* _SOURCE TEXT_

------------------------

- Born: June 29, 1933 Chicago
- Died: August 15, 2012 (aged 79) Ramsey, New Jersey

= Henry Herx =

American film critic

Henry Herx (June 29, 1933 – August 15, 2012) was an American film critic who specialized in creating brief capsule reviews intended for Roman Catholic moviegoers. During his 35-year career, Herx reviewed thousands of films for the Media Review Office of the Catholic News Service.

==Biography==
Herx was born in Chicago on June 29, 1933, and graduated from Loyola University Chicago, where he earned undergraduate and graduate degrees in history. In contrast to the National Legion of Decency's model of "the purification of the cinema" in which films deemed to be offensive to Roman Catholics were listed so that they could be avoided, Herx began his film reviewing effort on 1962 together with Rev. Ronald Holloway, when they created the Chicago Center for Film Study as a way to look at films from a perspective that engaged cinema. Herx worked for the Catholic News Service's Media Review Office, which is a successor to the National Legion of Decency and then the National Catholic Office for Motion Pictures, and would become the United States Conference of Catholic Bishops' Office for Film and Broadcasting after Herx retired. He began working for the Media Review Office in 1964, reviewing more than 10,000 films during his career, and retired as the organization's chief critic in 1999, watching many of the movies together with his family at their home. In addition to a capsule review, Herx gave films a rating of A for films that were deemed morally unobjectionable that ranged from A-I (for general audiences) through A-IV (for adults, but with reservations), with films deemed morally offensive being given a rating of "O". The Full Monty, the 1997 film about unemployed men who turn to a striptease act to make money, earned an A-IV rating that reflected its positive message of overcoming obstacles. In reviewing a number of films in the mid-1990s, Herx gave Clueless a rating of "O" despite the film's PG-13 rating from the Motion Picture Association of America, while the film Priest was given an A-IV rating, despite controversy about the movie's dealings with the homosexuality of a young priest and his crisis of faith.

------------------------

* _Dataset entries_
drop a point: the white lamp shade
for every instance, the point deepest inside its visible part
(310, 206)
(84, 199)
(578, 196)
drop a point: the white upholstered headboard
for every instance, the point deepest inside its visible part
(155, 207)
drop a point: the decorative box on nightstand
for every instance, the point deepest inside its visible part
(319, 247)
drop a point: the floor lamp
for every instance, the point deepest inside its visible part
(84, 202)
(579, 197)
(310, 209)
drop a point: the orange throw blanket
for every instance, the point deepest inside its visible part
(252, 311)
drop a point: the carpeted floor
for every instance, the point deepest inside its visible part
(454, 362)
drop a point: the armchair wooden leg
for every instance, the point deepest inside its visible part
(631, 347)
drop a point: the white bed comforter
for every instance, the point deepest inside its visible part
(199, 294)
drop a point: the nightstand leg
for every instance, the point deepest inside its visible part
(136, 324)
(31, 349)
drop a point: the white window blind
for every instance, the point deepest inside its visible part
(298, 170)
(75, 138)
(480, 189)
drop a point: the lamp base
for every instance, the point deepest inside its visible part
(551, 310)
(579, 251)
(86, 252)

------------------------

Can you continue the Henry Herx biography from the point where it stops?

Herx was proud of the fact that he would watch each movie in its entirety regardless of content and was deeply bothered when he was told that reviewers Roger Ebert and Gene Siskel had walked out on a film. Herx's son noted that "he felt his job was to sit there and watch it and give an honest review" no matter how bad it was. His Our Sunday Visitor's Family Guide to Movies and Videos provided an overview of films based on their content and their conformance to Roman Catholic teachings.

Herx died on August 15, 2012, at the age of 79 in his Ramsey, New Jersey, home of complications of liver cancer.